> _Quoted text_:
** BEGIN **
What I have aimed to do, is so to arrange the material facts, and so to embody the more essential documents, or parts of documents, illustrating those facts, that the attentive, intelligent reader may learn from this work not only what were the leading incidents of our civil war, but its causes, incitements, and the inevitable sequence whereby ideas proved the germ of events. I believe the thoughtful reader of this volume can hardly fail to see that the great struggle in which we are engaged was the unavoidable result of antagonisms imbedded in the very nature of our heterogeneous institutions;—that ours was indeed' an irrepressible conflict,' which might have been precipitated or postponed, but could by no means have been prevented;—that the successive 'compromises,' whereby it was so long put off, were-however intended-deplorable mistakes, detrimental to our National character;--that we ought-so early, at least, as 1819-to have definitively and conclusively established the right of the constitutional majority to shape our National policy according to their settled convictions, subject only to the Constitution as legally expounded and applied. Had the majority then stood firm, they would have precluded the waste of thousands of millions of treasure and rivers of generous blood.
** END **
> _Exercise task 1_: Reproduce the records verbatim, from the line containing "of the water" through the end of the records.

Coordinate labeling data
** BEGIN **
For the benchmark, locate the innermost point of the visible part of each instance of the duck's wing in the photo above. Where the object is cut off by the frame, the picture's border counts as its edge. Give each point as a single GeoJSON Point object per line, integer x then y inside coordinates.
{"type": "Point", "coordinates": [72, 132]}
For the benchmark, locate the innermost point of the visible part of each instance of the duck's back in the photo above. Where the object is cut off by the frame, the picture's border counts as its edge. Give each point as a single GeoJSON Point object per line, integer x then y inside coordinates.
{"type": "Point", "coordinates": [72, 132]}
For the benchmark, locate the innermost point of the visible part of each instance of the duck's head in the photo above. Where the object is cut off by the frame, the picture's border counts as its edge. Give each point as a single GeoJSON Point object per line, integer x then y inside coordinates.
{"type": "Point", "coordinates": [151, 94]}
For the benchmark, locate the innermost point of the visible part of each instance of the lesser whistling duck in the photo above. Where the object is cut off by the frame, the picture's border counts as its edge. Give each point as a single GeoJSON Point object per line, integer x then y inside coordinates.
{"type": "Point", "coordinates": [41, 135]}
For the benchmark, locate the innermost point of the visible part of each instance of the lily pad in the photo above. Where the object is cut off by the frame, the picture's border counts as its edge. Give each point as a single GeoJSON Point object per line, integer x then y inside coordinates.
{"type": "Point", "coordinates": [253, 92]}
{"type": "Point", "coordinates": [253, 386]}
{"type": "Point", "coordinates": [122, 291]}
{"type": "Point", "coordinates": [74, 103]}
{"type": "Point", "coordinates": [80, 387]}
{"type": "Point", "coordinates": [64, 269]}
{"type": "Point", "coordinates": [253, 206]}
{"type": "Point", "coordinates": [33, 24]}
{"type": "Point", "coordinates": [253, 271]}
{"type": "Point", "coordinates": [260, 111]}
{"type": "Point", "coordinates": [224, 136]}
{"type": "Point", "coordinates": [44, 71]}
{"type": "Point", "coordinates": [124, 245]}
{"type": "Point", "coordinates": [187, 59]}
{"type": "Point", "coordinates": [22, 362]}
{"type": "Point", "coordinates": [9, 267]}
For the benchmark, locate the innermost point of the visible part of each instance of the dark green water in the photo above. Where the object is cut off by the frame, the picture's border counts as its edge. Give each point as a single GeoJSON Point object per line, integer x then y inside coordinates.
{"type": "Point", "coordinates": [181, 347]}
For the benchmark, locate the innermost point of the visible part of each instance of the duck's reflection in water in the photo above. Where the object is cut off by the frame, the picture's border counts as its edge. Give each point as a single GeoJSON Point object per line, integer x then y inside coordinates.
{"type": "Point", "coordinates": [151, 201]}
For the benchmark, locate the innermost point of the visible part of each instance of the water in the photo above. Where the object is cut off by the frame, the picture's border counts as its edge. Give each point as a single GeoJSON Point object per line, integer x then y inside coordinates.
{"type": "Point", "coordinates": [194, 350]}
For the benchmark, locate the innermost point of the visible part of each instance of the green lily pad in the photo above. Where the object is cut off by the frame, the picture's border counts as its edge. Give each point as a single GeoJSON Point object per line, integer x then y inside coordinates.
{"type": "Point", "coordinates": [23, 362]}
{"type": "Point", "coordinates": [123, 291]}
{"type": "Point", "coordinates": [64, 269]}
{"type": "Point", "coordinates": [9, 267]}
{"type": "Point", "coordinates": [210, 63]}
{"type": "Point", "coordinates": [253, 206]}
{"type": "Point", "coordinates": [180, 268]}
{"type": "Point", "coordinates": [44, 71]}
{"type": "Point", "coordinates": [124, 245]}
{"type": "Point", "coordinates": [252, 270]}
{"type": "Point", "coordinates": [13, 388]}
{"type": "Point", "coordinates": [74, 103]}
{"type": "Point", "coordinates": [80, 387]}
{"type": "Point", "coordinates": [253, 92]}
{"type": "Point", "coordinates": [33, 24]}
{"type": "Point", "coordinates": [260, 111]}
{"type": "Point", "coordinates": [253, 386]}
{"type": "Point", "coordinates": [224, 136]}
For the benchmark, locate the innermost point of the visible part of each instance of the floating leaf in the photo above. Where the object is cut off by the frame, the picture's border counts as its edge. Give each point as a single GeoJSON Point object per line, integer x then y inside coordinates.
** END **
> _Exercise task 2_: Continue the passage on the causes of the civil war, picking up after its final sentence.

> _Exercise output 1_:
For the benchmark, locate the innermost point of the visible part of each instance of the water in the photo above. Where the object is cut off by the frame, the picture's border counts as its edge. Give each point as a single GeoJSON Point object per line, integer x then y inside coordinates.
{"type": "Point", "coordinates": [194, 350]}
For the benchmark, locate the innermost point of the visible part of each instance of the green lily pad in the photo above. Where the object is cut off by the frame, the picture's border counts as its edge. Give each point as a single GeoJSON Point object per line, integer x then y inside coordinates.
{"type": "Point", "coordinates": [23, 362]}
{"type": "Point", "coordinates": [123, 291]}
{"type": "Point", "coordinates": [64, 269]}
{"type": "Point", "coordinates": [9, 267]}
{"type": "Point", "coordinates": [210, 63]}
{"type": "Point", "coordinates": [253, 206]}
{"type": "Point", "coordinates": [180, 268]}
{"type": "Point", "coordinates": [44, 71]}
{"type": "Point", "coordinates": [124, 245]}
{"type": "Point", "coordinates": [252, 270]}
{"type": "Point", "coordinates": [13, 388]}
{"type": "Point", "coordinates": [74, 103]}
{"type": "Point", "coordinates": [80, 387]}
{"type": "Point", "coordinates": [253, 92]}
{"type": "Point", "coordinates": [33, 24]}
{"type": "Point", "coordinates": [260, 111]}
{"type": "Point", "coordinates": [253, 386]}
{"type": "Point", "coordinates": [224, 136]}
For the benchmark, locate the innermost point of the visible part of each instance of the floating leaf in the photo above. Where the object is cut off by the frame, the picture's border counts as its edge. Give each point as a single GeoJSON Point object per line, integer x then y inside coordinates.

> _Exercise output 2_:
I presume this work goes further back, and devotes more attention to the remoter, more recondite causes of our civil strife, than any rival. At all events, I have aimed to give a full and fair, though necessarily condensed, view of all that impelled to our desperate struggle. I have so often heard or read this demurrer—"You Abolitionists begin with Secession, or the bombardment of Sumter, slurring over all that you had done, through a series of years, to provoke the South to hostilities," that I have endeavored to meet that objection fairly and fully. If I have failed to dig down to the foundations, the defect flows from lack of capacity or deficiency of perception in the author; for he has intently purposed and aimed to begin at the beginning.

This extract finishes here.